[Excerpts of location labeling data]
☆ ☆ ☆

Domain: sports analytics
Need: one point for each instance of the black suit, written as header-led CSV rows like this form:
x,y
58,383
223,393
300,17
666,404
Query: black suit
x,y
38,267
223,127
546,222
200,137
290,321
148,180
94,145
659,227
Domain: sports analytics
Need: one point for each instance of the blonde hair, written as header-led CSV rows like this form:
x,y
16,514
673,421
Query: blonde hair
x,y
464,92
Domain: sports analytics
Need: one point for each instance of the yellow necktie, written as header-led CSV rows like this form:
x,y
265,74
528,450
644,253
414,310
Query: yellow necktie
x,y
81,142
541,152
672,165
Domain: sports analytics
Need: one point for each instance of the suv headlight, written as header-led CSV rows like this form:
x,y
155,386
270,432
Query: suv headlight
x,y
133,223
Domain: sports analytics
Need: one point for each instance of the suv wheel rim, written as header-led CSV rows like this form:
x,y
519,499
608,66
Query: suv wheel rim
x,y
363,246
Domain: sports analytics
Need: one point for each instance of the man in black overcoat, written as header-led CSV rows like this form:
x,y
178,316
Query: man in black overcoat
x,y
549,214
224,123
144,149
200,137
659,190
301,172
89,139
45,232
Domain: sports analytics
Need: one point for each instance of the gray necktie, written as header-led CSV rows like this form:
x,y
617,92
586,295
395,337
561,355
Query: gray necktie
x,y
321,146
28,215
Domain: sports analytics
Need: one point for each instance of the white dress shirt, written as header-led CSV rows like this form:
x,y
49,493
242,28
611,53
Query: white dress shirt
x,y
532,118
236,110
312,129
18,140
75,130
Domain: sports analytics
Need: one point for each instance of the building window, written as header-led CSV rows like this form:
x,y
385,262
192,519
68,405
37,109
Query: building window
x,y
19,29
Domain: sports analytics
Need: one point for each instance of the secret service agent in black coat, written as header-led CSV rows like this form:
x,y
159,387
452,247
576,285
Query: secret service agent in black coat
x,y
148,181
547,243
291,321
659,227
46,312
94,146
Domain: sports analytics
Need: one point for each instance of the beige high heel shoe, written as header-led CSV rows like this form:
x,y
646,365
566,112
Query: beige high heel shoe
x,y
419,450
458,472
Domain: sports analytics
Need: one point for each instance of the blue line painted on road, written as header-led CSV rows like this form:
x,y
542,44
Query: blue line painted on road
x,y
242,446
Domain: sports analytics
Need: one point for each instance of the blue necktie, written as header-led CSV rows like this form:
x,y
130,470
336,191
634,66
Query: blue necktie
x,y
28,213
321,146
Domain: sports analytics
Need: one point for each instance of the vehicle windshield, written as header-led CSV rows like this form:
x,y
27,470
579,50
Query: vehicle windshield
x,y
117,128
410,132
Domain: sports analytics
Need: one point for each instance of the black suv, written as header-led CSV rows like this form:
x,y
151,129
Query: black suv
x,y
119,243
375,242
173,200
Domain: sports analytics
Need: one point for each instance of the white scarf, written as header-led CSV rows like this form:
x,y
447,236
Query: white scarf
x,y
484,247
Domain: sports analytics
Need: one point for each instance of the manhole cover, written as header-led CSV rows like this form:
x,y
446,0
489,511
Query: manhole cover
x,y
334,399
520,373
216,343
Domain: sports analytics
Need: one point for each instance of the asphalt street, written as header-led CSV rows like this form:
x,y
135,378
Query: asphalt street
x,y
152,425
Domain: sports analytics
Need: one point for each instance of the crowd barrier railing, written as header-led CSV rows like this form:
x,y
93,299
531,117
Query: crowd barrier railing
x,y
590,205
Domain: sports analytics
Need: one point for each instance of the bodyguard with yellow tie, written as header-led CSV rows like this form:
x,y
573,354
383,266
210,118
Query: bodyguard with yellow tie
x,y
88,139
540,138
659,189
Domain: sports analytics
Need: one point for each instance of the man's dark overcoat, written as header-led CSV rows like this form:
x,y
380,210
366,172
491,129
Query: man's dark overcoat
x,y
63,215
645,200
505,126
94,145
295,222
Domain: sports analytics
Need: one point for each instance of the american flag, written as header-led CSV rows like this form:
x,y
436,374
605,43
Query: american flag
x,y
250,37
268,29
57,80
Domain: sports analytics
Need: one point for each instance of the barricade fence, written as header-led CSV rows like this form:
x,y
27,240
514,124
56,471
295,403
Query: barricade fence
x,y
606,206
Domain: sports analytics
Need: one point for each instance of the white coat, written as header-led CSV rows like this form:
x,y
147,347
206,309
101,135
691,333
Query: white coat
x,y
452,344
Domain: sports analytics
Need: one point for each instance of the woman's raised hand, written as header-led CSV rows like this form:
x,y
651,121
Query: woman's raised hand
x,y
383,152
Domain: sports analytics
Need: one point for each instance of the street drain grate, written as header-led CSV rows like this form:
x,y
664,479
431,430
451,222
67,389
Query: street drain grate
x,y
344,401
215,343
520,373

☆ ☆ ☆

*Problem details*:
Write the listing out again, exactly as shown above.

*Written solution*:
Domain: sports analytics
Need: one point for each instance of the black suit, written as header-led CSV rows like this form:
x,y
58,383
223,393
300,17
666,404
Query: black suit
x,y
38,267
223,127
546,222
200,137
290,321
148,180
94,145
659,227
Domain: sports analytics
Need: one point for each instance of the blonde hair, written as header-led CSV rows like this form:
x,y
16,514
673,421
Query: blonde hair
x,y
464,92
Domain: sports analytics
Need: one point for each instance of the yellow necktie, written as header-led CSV rows like this form:
x,y
265,74
528,450
644,253
414,310
Query: yellow necktie
x,y
81,142
541,152
672,165
Domain: sports analytics
Need: one point for each instance of the suv headlight, written as header-led CSV rows like this form:
x,y
155,386
270,432
Query: suv headlight
x,y
133,223
Domain: sports analytics
Need: one point for each instance of the suv wheel rim, written as header-led CSV rows like this form:
x,y
519,499
608,66
Query: suv wheel rim
x,y
363,246
Domain: sports analytics
Need: one point for each instance of the man in black overcoat, written as header-led CSV rows like this form:
x,y
178,316
Query: man in black overcoat
x,y
549,214
224,123
144,149
200,137
659,190
301,172
89,139
45,232
Domain: sports analytics
Need: one point for each instance of the gray necktie, written as header-led CSV rows like this form:
x,y
617,92
586,295
395,337
561,355
Query: gray necktie
x,y
321,146
28,215
Domain: sports analytics
Need: one point for each instance of the white dress shirt, written as header-led CSV rows like this form:
x,y
49,493
242,28
611,53
Query: white dress shirt
x,y
532,118
236,110
312,129
18,140
75,130
Domain: sports analytics
Need: one point for each instance of the building window, written as header-led CSV rows like this form:
x,y
385,262
192,519
68,405
37,109
Query: building window
x,y
19,29
Domain: sports analytics
Need: one point for each instance of the secret service agent in black coat, written as header-led CSV rows like this form:
x,y
159,387
452,247
576,285
Query: secret service agent in black coat
x,y
148,181
547,243
291,321
659,227
46,312
94,146
Domain: sports analytics
Need: one point for each instance of the beige high heel shoe, written as header-led CSV rows like this form:
x,y
646,365
566,112
Query: beige high heel shoe
x,y
419,450
458,472
Domain: sports analytics
Need: one point for each instance of the blue line painted on road, written as header-led CSV rows like this form:
x,y
542,44
Query: blue line painted on road
x,y
242,446
Domain: sports analytics
Need: one point for each instance of the blue necktie, written as header-led CSV rows like this form:
x,y
130,470
336,191
634,66
Query: blue necktie
x,y
28,213
321,146
Domain: sports analytics
Need: one point for each instance of the vehicle windshield, written as header-led CSV rows like this form:
x,y
27,470
579,50
Query: vehicle windshield
x,y
117,128
410,132
Domain: sports analytics
Need: one point for each instance of the black suv, written as header-led CSV rows like this form:
x,y
151,129
Query: black suv
x,y
119,243
375,242
173,200
Domain: sports analytics
Need: one point for each instance of the white scarf, written as header-led CSV rows like this form:
x,y
447,236
Query: white scarf
x,y
484,247
Domain: sports analytics
Need: one point for each instance of the manhole cover, written as header-led CSV rows like this form:
x,y
446,0
489,511
Query: manhole cover
x,y
334,399
520,373
216,343
Domain: sports analytics
Need: one point for each instance of the asphalt street, written as header-led CSV rows like this form:
x,y
135,378
Query: asphalt street
x,y
152,425
Domain: sports analytics
Need: one point for each instance of the crowd barrier railing, written as header-led CSV rows like this form:
x,y
93,299
531,117
Query: crowd barrier railing
x,y
590,205
Domain: sports analytics
Need: one point for each instance of the bodyguard with yellow tie, written as header-led CSV rows like this form:
x,y
573,354
383,266
210,118
Query: bodyguard with yellow tie
x,y
88,139
540,138
659,189
Domain: sports analytics
Need: one point for each instance of the man's dark overcoat, written as header-led CSV rows like this form:
x,y
380,210
366,172
491,129
Query: man's dark overcoat
x,y
63,215
645,200
505,126
94,145
295,222
Domain: sports analytics
Need: one point for each instance of the american flag, written as header-led CSV rows like this form:
x,y
436,374
605,43
Query: american flag
x,y
250,37
268,29
57,80
Domain: sports analytics
Need: one point for each instance of the barricade fence, written as header-led CSV rows like this form:
x,y
27,240
514,124
56,471
295,403
Query: barricade fence
x,y
606,206
Domain: sports analytics
Need: one point for each instance of the white coat, written as header-led CSV rows like this form:
x,y
147,347
206,309
101,135
691,333
Query: white coat
x,y
452,344
Domain: sports analytics
Need: one point for each instance of the woman's raised hand, written as header-led CSV rows like this form:
x,y
651,121
Query: woman's raised hand
x,y
383,152
Domain: sports analytics
Need: one point for each instance of the street drain grate, written as header-led CSV rows like this form:
x,y
664,479
431,430
451,222
67,389
Query: street drain grate
x,y
344,401
215,343
520,373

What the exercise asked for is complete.